--- YOUR INSTRUCTIONS ---
Locate the line that contains "[locate] window with". Print it and each following line through the end of the listing, verbatim, and nothing more.

★ ★ ★ ★ ★

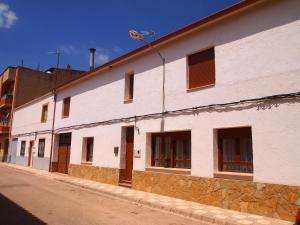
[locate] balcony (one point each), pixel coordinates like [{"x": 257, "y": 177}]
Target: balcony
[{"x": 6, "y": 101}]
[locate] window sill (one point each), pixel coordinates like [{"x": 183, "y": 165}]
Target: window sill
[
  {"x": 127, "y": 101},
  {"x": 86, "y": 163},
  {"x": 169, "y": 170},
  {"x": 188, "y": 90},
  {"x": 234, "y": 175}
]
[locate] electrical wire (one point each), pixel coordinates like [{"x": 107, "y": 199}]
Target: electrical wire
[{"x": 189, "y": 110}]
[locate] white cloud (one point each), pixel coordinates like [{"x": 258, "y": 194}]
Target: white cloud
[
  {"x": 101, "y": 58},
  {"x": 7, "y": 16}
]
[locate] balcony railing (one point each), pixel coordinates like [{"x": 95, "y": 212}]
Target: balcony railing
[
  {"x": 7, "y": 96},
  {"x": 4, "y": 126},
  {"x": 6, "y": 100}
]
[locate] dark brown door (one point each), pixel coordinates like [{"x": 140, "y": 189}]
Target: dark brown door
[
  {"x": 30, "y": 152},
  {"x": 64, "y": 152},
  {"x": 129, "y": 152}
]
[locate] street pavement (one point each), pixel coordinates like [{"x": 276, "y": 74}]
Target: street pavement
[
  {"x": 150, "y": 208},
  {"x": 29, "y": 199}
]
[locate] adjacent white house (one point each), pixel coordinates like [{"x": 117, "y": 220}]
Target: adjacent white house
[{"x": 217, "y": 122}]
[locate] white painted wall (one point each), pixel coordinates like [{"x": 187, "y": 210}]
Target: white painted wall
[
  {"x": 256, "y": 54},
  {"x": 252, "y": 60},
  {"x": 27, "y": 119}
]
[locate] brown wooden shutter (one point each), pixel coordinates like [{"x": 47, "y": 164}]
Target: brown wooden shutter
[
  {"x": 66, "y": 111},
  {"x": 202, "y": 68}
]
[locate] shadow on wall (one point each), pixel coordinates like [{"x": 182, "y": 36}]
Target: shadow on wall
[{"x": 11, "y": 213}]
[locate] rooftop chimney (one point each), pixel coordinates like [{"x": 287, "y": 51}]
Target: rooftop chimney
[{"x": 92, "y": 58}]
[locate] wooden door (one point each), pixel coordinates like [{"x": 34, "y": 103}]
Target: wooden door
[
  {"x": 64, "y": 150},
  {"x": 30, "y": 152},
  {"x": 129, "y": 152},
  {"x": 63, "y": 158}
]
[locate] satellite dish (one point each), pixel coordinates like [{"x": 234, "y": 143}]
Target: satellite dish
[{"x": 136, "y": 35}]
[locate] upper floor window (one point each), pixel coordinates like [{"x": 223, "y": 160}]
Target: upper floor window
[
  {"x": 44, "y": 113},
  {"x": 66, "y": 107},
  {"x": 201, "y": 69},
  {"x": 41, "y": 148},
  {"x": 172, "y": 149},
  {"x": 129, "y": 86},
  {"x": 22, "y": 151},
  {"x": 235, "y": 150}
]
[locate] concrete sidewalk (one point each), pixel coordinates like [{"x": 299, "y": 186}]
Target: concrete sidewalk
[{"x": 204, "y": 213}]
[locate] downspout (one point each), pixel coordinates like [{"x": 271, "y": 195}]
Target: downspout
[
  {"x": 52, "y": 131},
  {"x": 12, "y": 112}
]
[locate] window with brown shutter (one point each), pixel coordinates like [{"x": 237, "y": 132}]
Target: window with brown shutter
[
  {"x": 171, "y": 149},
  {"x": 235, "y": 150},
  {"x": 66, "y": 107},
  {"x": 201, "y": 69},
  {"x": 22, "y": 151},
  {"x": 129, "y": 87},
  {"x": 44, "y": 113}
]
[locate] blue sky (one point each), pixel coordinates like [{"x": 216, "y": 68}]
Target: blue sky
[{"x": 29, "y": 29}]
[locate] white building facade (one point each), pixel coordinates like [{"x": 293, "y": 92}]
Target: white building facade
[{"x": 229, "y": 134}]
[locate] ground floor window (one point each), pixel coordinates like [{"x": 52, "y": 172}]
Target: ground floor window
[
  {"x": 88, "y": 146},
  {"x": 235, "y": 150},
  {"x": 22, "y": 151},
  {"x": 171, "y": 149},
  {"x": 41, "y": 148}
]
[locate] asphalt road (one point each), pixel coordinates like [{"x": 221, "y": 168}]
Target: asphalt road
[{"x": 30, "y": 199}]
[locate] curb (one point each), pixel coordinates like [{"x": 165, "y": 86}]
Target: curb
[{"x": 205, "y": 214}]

★ ★ ★ ★ ★

--- REPLY ---
[locate] window with brown shutter (one point each), pixel coordinates like [{"x": 237, "y": 132}]
Target: window with brown shutter
[
  {"x": 171, "y": 149},
  {"x": 235, "y": 150},
  {"x": 66, "y": 107},
  {"x": 201, "y": 69},
  {"x": 22, "y": 151},
  {"x": 129, "y": 87},
  {"x": 44, "y": 113}
]
[locate] blue sky (one point each), pixel coordinates like [{"x": 216, "y": 68}]
Target: blue sky
[{"x": 29, "y": 29}]
[locate] white building facade (one point each), pixel coordinates like [{"x": 293, "y": 92}]
Target: white building facade
[{"x": 229, "y": 134}]
[locate] ground floor window (one point each), pixel coordinates like [{"x": 52, "y": 172}]
Target: ground floor window
[
  {"x": 88, "y": 146},
  {"x": 235, "y": 150},
  {"x": 22, "y": 151},
  {"x": 171, "y": 149},
  {"x": 41, "y": 148}
]
[locate] asphalt road (one point each), pixel coordinates like [{"x": 221, "y": 168}]
Target: asphalt road
[{"x": 30, "y": 199}]
[locate] curb (one point each), pixel coordinates like [{"x": 165, "y": 86}]
Target: curb
[{"x": 205, "y": 214}]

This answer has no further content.